_Excerpt to read_.

────────────────

I agree with a lot of KSUViolet's and 33girl's comments (as i tend to). i think you went from ugly duckling to Heather Hottie and felt you earned yourself a place amongst Lipgloss and Mascara because that would be the easy thing to do - youre hot, so you pledge one of the hot houses and live the rest of your college life amongst the hotties.
BUT it seems like, deep down, the real Ggirl617 within, identified with Eyeliner, and maybe taking a bid and initiating there kinda takes your back to when you weren't so hot and confident. you say so yourself that "you care about what people think" and that many of your pledge class chose Eyeliner last. that has to play a big part in where you're at right now and the way youre telling this story - defensive, like you have something to prove, NOT honest and confident.
this assumes that you actually are hot, or were hot at some point. you could be a total ugmug and are seriously jaded.

────────────────

Dataset records on object locations
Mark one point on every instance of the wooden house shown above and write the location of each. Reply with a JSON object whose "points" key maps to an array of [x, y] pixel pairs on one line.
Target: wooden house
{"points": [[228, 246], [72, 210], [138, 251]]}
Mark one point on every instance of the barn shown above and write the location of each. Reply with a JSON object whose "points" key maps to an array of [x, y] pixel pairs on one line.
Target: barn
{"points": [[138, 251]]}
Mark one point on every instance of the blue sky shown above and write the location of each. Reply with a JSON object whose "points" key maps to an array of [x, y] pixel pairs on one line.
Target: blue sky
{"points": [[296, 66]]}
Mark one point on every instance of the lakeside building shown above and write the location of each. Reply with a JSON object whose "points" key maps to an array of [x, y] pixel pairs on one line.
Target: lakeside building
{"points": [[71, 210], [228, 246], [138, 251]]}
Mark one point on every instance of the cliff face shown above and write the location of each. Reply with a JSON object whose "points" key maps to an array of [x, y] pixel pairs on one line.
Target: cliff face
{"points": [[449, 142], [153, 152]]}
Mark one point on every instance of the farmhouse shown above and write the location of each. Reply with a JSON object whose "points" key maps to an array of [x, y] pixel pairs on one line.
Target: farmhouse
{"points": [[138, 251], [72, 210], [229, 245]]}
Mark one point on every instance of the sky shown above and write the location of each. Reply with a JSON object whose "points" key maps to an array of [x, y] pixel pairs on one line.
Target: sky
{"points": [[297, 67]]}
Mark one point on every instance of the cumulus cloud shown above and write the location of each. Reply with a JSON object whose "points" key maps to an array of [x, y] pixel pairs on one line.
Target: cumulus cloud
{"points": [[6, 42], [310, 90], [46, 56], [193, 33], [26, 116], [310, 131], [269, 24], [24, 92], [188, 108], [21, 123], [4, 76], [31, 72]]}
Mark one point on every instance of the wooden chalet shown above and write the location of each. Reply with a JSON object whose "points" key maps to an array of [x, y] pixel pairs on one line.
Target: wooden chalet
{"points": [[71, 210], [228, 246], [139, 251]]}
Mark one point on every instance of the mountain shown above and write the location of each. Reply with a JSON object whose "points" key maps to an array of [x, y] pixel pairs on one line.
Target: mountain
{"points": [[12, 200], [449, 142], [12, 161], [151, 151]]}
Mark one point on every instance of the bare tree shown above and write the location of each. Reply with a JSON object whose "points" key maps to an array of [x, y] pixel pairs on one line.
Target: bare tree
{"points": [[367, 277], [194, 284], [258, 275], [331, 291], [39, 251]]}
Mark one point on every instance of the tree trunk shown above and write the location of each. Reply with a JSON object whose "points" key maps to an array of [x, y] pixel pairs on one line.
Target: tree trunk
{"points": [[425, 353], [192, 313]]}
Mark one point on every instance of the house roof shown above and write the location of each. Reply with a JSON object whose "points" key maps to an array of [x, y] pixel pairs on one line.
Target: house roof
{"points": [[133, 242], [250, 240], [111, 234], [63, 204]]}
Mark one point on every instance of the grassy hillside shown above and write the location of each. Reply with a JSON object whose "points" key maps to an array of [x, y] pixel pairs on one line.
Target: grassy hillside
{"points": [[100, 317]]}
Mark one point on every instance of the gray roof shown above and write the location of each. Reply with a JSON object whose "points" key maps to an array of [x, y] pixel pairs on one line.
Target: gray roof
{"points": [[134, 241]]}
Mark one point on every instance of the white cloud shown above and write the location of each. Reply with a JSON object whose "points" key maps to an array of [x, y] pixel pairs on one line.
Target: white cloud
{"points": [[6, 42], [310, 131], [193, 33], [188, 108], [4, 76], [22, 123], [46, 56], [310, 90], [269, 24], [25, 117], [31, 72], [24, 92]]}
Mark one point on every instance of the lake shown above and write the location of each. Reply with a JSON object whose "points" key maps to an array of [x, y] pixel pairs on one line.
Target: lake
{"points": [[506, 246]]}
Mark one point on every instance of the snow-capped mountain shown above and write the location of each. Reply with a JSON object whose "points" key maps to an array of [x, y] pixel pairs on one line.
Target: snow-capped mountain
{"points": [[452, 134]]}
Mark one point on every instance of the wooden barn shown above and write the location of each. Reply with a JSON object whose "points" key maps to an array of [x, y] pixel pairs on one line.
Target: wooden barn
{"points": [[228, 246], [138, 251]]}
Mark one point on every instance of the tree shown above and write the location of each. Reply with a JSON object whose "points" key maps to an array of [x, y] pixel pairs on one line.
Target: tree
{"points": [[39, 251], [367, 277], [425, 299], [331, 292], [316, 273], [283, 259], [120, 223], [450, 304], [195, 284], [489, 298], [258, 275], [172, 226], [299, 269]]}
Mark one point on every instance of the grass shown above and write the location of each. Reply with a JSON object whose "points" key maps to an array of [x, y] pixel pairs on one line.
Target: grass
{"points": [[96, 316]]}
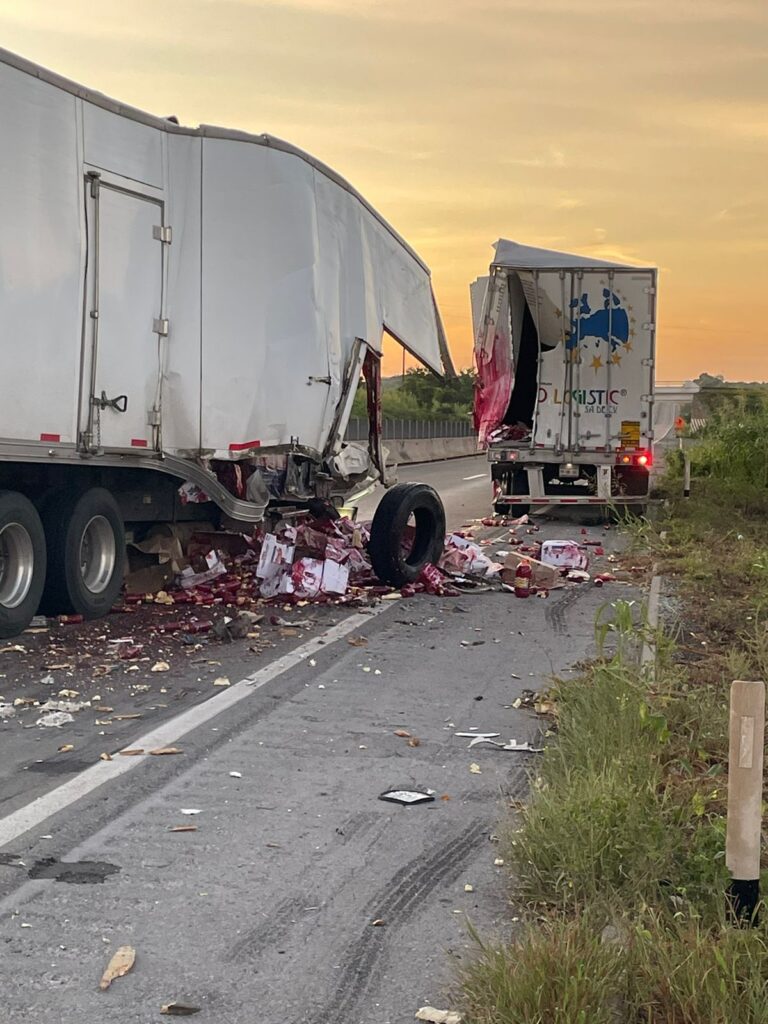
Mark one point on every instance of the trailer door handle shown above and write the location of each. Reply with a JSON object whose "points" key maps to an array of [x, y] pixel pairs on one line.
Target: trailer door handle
{"points": [[120, 404]]}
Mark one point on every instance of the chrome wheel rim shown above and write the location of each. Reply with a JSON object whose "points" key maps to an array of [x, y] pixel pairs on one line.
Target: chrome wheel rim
{"points": [[97, 554], [16, 564]]}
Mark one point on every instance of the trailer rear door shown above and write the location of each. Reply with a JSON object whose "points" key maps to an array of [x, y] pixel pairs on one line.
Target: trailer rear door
{"points": [[595, 372], [124, 295]]}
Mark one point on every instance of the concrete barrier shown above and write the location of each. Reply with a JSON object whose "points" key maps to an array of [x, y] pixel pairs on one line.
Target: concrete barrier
{"points": [[403, 453]]}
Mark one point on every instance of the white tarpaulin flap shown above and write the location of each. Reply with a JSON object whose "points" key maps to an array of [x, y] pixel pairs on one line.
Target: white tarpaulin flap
{"points": [[519, 257], [294, 269]]}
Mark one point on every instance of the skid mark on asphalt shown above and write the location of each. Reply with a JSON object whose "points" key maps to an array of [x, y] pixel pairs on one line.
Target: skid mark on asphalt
{"points": [[395, 903], [270, 932], [558, 609]]}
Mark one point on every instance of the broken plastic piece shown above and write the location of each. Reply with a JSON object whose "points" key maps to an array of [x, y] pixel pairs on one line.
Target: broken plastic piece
{"points": [[178, 1010], [119, 966]]}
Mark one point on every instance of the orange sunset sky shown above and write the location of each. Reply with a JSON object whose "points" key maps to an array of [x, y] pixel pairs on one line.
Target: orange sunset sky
{"points": [[633, 129]]}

────────────────

_Tasks_.
**A)** Answer these questions using the forum comment.
(i) Whose comments does the writer say they agree with?
(ii) Which house does the writer say many of Ggirl617's pledge class chose last?
(iii) What does the writer say the comment assumes about Ggirl617?
**B)** Repeat the portion of the forum comment between "BUT it seems" and "are seriously jaded.", inclusive.
**C)** Decide whether each statement agrees with the forum comment, answering yes or no and quoting the words that decide it.
(i) The writer says Ggirl617 went from ugly duckling to Heather Hottie.
(ii) According to the writer, Ggirl617 said she does not care what people think.
(iii) The writer calls the way Ggirl617 is telling the story honest and confident.

_Final results_.
**A)**
(i) KSUViolet's and 33girl's.
(ii) Eyeliner.
(iii) That Ggirl617 actually is hot, or was hot at some point.

**B)**
BUT it seems like, deep down, the real Ggirl617 within, identified with Eyeliner, and maybe taking a bid and initiating there kinda takes your back to when you weren't so hot and confident. you say so yourself that "you care about what people think" and that many of your pledge class chose Eyeliner last. that has to play a big part in where you're at right now and the way youre telling this story - defensive, like you have something to prove, NOT honest and confident.
this assumes that you actually are hot, or were hot at some point. you could be a total ugmug and are seriously jaded.

**C)**
(i) Yes: "i think you went from ugly duckling to Heather Hottie"
(ii) No: "you say so yourself that "you care about what people think""
(iii) No: "defensive, like you have something to prove, NOT honest and confident."